** PASSAGE follows **

Thankfully I had two secret weapons – a 13-year-old daughter and a lady I work with named Lexi. My daughter has that teenage superpower of being able to make tech work, and Lexi has the incredible superpower of being able to explain it to me. No offence, but this is far more impressive than developing the Theory of General Relativity or turning water into wine.
In fact, I suspect that there is a long career for Lexi in explaining difficult concepts to simple creatures. There is at least five years’ work for her getting Donald Trump to understand climate change, for starters.
In any event, despite the best efforts of Jobs and his band of geeks, I was able to download and install a new browser without all the hopping, make the camera work and even be seen and heard during the Facebook Live event.
All in all I was feeling pretty pleased with myself, until the comment popped up that basically said I was an unprofessional git for doing the video looking like I just got out of bed. In a way the comment represented social progress of sorts, in that a woman felt confident in shaming a man for his appearance, but I still thought that it was something of a cheap shot.
I suspect the problem was really with my hair (it could not have been my natty official QLS polo shirt, which is suitable for all occasions including weddings, dinner parties and being knighted by the Queen, and which coincidentally is for sale in the QLS shop). As regular readers know, I have been sporting the ‘wolverine’ hairstyle long before Hugh Jackman started doing it – Hollywood stars are constantly copying my style, as you would imagine – because my hair grows faster than some people (usually those wearing hats) drive on the highway.
I think that the problem is I am genetically meant to be about six feet tall, but for some reason – probably the effect of the powerful preservatives in the bubble gum that came with KISS cards, which I consumed in copious amounts in order to collect them all1 – my growth was stunted.
My hair doesn’t know this, and programmed by genetics it continues to grow to the point where it would be if I were six feet tall. It cannot be tamed by a mere brush at this length, and tends to do what it likes.

** End of PASSAGE **
** DATA EXTRACT follows **

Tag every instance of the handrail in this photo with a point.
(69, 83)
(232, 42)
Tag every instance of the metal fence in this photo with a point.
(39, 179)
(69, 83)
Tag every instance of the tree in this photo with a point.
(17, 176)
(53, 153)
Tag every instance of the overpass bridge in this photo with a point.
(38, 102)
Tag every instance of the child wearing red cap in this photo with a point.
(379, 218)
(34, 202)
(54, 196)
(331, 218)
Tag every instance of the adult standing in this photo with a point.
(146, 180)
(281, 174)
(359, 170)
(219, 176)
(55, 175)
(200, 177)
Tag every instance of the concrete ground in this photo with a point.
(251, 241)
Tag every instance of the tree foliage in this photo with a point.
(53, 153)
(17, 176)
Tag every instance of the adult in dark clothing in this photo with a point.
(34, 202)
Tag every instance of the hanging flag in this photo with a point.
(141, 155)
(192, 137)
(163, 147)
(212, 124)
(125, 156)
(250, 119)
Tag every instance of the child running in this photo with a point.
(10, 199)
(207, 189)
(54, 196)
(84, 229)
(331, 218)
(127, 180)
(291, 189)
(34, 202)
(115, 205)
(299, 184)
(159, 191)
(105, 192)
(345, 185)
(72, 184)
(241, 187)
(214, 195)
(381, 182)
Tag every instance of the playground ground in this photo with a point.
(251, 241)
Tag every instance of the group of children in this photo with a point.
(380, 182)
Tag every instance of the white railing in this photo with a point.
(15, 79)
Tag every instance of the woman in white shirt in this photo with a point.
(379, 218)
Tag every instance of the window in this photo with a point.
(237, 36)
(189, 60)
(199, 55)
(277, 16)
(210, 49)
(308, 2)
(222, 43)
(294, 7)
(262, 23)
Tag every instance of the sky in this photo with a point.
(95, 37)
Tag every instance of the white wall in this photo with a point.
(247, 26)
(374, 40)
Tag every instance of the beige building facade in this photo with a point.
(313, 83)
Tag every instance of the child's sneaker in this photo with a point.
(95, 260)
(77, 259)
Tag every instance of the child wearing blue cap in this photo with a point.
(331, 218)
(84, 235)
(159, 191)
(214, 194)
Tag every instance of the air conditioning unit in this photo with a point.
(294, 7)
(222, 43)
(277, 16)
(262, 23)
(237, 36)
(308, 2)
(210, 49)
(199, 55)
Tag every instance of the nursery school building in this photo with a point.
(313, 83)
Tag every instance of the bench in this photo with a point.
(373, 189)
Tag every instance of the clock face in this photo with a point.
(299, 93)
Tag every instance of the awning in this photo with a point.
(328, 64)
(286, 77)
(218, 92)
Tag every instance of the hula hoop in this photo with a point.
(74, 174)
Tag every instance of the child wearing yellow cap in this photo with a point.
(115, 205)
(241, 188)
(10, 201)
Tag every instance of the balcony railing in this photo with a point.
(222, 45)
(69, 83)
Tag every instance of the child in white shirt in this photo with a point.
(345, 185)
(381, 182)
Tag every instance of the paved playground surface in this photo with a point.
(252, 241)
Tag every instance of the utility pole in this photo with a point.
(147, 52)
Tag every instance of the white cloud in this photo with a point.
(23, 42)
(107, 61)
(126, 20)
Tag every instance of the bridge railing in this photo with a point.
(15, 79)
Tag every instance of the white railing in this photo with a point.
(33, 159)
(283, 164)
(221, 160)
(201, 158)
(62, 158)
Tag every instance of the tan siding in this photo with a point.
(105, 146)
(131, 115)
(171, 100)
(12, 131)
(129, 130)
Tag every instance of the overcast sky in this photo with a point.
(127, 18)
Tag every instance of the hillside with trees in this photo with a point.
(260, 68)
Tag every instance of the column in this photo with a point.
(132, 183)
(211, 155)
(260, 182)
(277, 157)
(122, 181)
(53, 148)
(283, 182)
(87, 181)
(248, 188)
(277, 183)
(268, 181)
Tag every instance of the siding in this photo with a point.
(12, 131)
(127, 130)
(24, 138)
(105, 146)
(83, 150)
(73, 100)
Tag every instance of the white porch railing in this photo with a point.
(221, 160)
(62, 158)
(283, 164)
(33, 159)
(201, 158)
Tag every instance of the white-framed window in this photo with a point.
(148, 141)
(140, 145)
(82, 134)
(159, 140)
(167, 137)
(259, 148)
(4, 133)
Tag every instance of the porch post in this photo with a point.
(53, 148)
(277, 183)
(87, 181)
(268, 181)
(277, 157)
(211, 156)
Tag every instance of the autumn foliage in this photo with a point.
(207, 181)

** End of DATA EXTRACT **
** DATA EXTRACT follows **

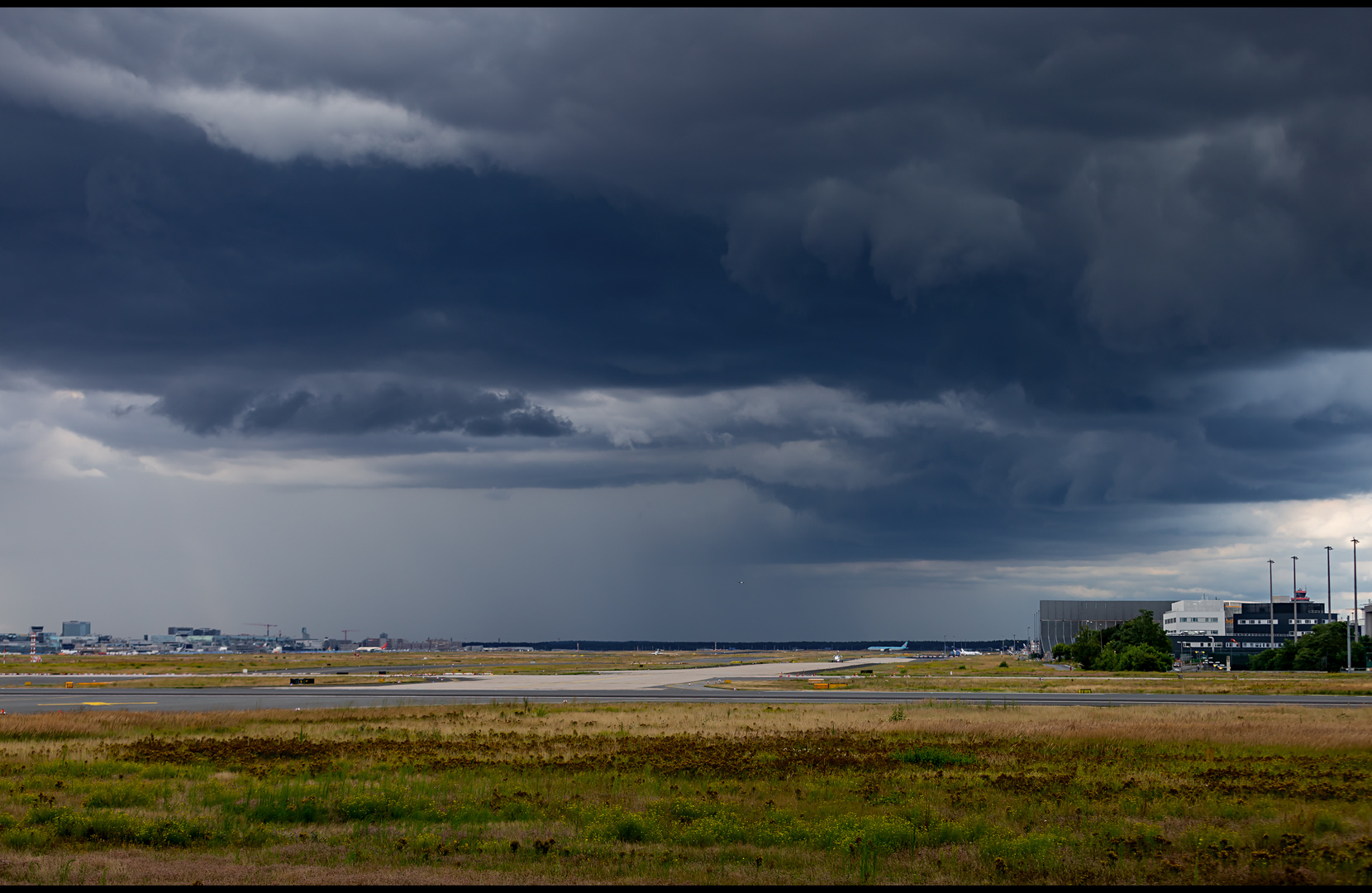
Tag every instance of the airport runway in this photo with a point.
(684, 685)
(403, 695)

** End of DATA EXTRACT **

* **EXPLORE THE MATERIAL**
1. In the passage about the Facebook Live video, what were the writer's two secret weapons?
2. Please resume the passage about the Facebook Live video and the writer's hair, continuing after its last sentence.

* **PER-TASK ANSWERS**
1. A 13-year-old daughter and a lady the writer works with named Lexi.

2.
Back in the day, I could control it, partly because I had a flat-top haircut, and partly because I had access to my then-girlfriend’s hairspray; I believe it was called Silhouette (the hairspray, not the girlfriend). This was powerful stuff – my girlfriend had a Debbie Harry hairstyle, which after the application of a can or two of spray, would have kept its shape in a cyclone; my flat-top under the influence of the same stuff could deflect bullets.
However, I very much doubt that manufacturers are still allowed to use those chemicals in hairsprays, or for that matter in bioweapons, so my hair remains unruly. Combined with my rugged, Harrison Ford-type good looks (people often mistake us for the same person; granted those people are usually on the International Space Station, but still) it is easy to think that I have just got out of bed.
That is the mistake the commenter – whose identity I will disguise, for her privacy, via the pseudonym ‘Judgey Judy’ – has made. I can assure her that on the day of my video I had been up early for a run, walked the dog, showered, shaved and brushed both teeth and hair; but for good or ill, this is how I look.
Judgey Judy need not worry however, because I do not blame her. It isn’t her fault that I look like Harrison Ford but with more hair, and it didn’t bother me one bit that after I had spent hours researching and preparing a session to hopefully help people get through a global crisis, I wasted it all by being insufficiently attractive.
I have taken her advice on board and have attempted to be more professional, and I assure her that if she does come down with chronic incurable dandruff, it certainly wasn’t me who wished for that on a shooting star a couple of nights ago…2
1You bet I still have them.
2Of course, the shooting star might well have been the International Space Station looking for me and Harrison Ford, but I am sure it will be just as effective.